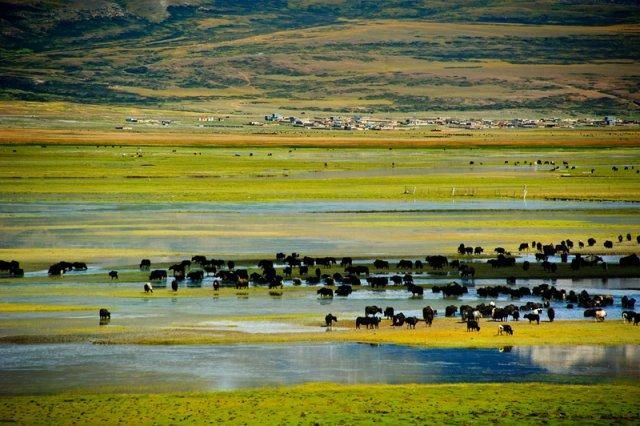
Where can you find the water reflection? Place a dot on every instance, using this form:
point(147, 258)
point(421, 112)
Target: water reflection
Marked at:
point(617, 360)
point(127, 368)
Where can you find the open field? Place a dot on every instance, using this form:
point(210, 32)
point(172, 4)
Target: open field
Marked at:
point(340, 170)
point(327, 404)
point(445, 333)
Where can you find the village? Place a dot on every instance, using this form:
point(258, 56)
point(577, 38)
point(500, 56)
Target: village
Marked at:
point(371, 123)
point(362, 123)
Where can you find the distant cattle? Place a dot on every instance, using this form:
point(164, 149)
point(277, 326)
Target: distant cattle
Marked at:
point(369, 322)
point(504, 328)
point(388, 312)
point(411, 322)
point(532, 317)
point(628, 302)
point(158, 274)
point(427, 315)
point(450, 311)
point(600, 315)
point(398, 320)
point(325, 292)
point(372, 310)
point(415, 290)
point(330, 319)
point(551, 313)
point(437, 262)
point(377, 281)
point(405, 264)
point(196, 276)
point(472, 326)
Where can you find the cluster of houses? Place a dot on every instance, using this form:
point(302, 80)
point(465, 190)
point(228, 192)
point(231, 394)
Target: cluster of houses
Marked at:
point(369, 123)
point(148, 121)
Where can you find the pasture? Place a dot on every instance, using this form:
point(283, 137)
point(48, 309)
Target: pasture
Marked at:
point(83, 195)
point(328, 404)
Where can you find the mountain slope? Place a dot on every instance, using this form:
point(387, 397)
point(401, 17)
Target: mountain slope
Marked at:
point(340, 55)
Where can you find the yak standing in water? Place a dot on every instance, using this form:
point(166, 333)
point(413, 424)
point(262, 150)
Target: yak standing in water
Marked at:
point(330, 319)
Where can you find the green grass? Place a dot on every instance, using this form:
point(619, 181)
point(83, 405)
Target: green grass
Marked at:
point(113, 174)
point(342, 404)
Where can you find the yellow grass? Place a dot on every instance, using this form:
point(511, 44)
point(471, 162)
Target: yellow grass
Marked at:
point(34, 307)
point(447, 138)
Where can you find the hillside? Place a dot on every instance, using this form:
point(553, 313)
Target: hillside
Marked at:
point(547, 57)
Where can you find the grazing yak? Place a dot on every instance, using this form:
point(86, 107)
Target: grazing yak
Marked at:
point(415, 290)
point(467, 271)
point(472, 326)
point(330, 319)
point(500, 314)
point(157, 275)
point(551, 313)
point(369, 322)
point(629, 316)
point(427, 314)
point(504, 328)
point(398, 320)
point(325, 292)
point(195, 276)
point(375, 282)
point(388, 312)
point(437, 262)
point(372, 310)
point(450, 311)
point(411, 322)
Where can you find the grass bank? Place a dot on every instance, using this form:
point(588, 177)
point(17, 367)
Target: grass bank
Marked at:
point(342, 404)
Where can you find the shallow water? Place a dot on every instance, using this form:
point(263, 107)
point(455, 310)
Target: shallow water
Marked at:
point(35, 369)
point(152, 311)
point(160, 231)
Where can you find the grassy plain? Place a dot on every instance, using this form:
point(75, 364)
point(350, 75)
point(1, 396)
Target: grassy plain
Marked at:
point(281, 167)
point(347, 404)
point(445, 332)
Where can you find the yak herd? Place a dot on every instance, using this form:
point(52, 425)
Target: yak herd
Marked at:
point(225, 273)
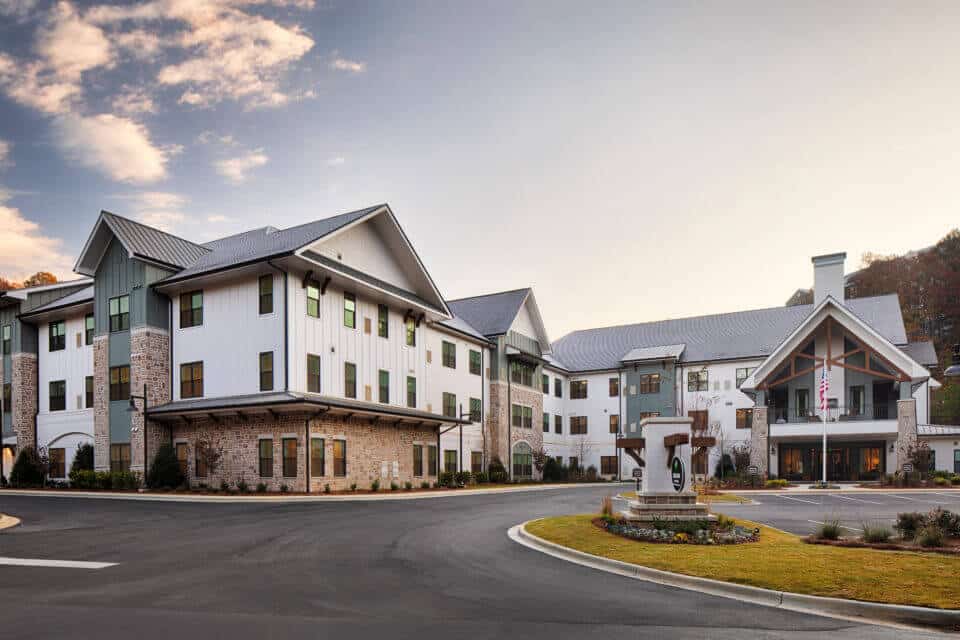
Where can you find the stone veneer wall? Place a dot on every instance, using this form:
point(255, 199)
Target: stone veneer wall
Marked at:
point(760, 441)
point(23, 395)
point(906, 429)
point(369, 445)
point(101, 403)
point(150, 365)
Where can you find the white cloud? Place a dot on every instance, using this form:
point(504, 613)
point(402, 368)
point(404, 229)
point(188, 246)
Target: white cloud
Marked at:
point(116, 146)
point(235, 169)
point(24, 250)
point(342, 64)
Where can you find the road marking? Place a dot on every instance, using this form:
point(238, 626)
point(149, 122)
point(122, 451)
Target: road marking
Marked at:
point(797, 499)
point(840, 525)
point(56, 564)
point(833, 495)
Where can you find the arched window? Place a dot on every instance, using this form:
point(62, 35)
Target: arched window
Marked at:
point(522, 460)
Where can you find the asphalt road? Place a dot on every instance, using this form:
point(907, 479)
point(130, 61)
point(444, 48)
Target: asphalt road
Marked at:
point(420, 569)
point(803, 513)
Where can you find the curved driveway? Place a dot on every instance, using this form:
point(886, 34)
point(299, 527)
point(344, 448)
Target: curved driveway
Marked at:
point(437, 568)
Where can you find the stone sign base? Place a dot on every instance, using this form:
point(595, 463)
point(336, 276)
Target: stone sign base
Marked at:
point(667, 506)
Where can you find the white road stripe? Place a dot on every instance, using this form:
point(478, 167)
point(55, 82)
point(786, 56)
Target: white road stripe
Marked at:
point(57, 564)
point(797, 499)
point(833, 495)
point(841, 526)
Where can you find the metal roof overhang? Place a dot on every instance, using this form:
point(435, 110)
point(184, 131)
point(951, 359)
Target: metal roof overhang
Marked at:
point(286, 403)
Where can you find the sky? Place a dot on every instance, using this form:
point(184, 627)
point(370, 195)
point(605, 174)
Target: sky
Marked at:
point(630, 161)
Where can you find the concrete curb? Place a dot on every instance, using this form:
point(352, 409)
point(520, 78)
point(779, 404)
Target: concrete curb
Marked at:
point(853, 610)
point(287, 499)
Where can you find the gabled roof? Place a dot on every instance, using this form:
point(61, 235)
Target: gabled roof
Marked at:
point(140, 241)
point(491, 314)
point(725, 336)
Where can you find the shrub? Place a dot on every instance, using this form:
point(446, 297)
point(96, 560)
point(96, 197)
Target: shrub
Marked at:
point(930, 536)
point(875, 533)
point(829, 530)
point(30, 469)
point(908, 524)
point(83, 458)
point(165, 468)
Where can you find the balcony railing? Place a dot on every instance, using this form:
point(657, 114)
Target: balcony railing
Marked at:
point(793, 415)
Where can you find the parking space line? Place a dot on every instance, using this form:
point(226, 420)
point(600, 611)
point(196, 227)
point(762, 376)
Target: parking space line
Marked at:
point(56, 564)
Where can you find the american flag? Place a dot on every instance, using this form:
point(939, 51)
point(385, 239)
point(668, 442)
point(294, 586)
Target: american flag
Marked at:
point(824, 389)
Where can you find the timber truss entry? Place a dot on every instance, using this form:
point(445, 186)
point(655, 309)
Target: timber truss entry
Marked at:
point(872, 359)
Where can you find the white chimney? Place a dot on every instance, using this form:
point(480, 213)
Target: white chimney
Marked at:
point(828, 277)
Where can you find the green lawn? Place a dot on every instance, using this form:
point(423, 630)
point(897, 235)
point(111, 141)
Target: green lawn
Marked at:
point(779, 561)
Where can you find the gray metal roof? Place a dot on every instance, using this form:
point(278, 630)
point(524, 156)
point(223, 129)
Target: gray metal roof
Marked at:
point(922, 352)
point(937, 430)
point(153, 244)
point(490, 314)
point(723, 336)
point(263, 243)
point(662, 352)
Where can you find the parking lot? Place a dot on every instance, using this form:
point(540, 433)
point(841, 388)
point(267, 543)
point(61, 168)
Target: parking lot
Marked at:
point(802, 512)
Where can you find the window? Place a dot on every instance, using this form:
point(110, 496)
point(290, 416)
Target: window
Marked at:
point(58, 395)
point(313, 301)
point(449, 355)
point(650, 383)
point(266, 371)
point(578, 389)
point(313, 373)
point(476, 462)
point(182, 457)
point(475, 366)
point(266, 458)
point(578, 425)
point(191, 380)
point(57, 460)
point(289, 457)
point(191, 309)
point(350, 311)
point(383, 321)
point(318, 458)
point(608, 465)
point(450, 405)
point(742, 374)
point(58, 335)
point(119, 314)
point(450, 461)
point(349, 380)
point(120, 457)
point(266, 294)
point(411, 330)
point(431, 460)
point(418, 460)
point(522, 373)
point(340, 458)
point(698, 380)
point(384, 386)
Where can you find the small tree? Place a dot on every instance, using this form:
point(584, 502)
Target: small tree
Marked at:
point(165, 469)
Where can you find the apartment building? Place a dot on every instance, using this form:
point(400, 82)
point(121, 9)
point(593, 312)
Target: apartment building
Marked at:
point(324, 355)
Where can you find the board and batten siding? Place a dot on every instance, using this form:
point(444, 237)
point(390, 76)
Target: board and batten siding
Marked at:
point(231, 338)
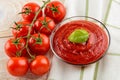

= = = = = = =

## SHORT EXERCISE
Reproduce the items verbatim, starting at the beginning of the items and ending at the line that contains "point(445, 333)", both ends included. Omit the pictures from your answer.

## WRITTEN SOLUTION
Where can you find the water reflection? Place a dot on every instance, using this form:
point(147, 258)
point(421, 112)
Target: water reflection
Marked at:
point(617, 360)
point(127, 368)
Where can you find the open field? Place a dot on every instance, using this form:
point(210, 32)
point(172, 4)
Target: open field
Marked at:
point(340, 170)
point(327, 404)
point(445, 333)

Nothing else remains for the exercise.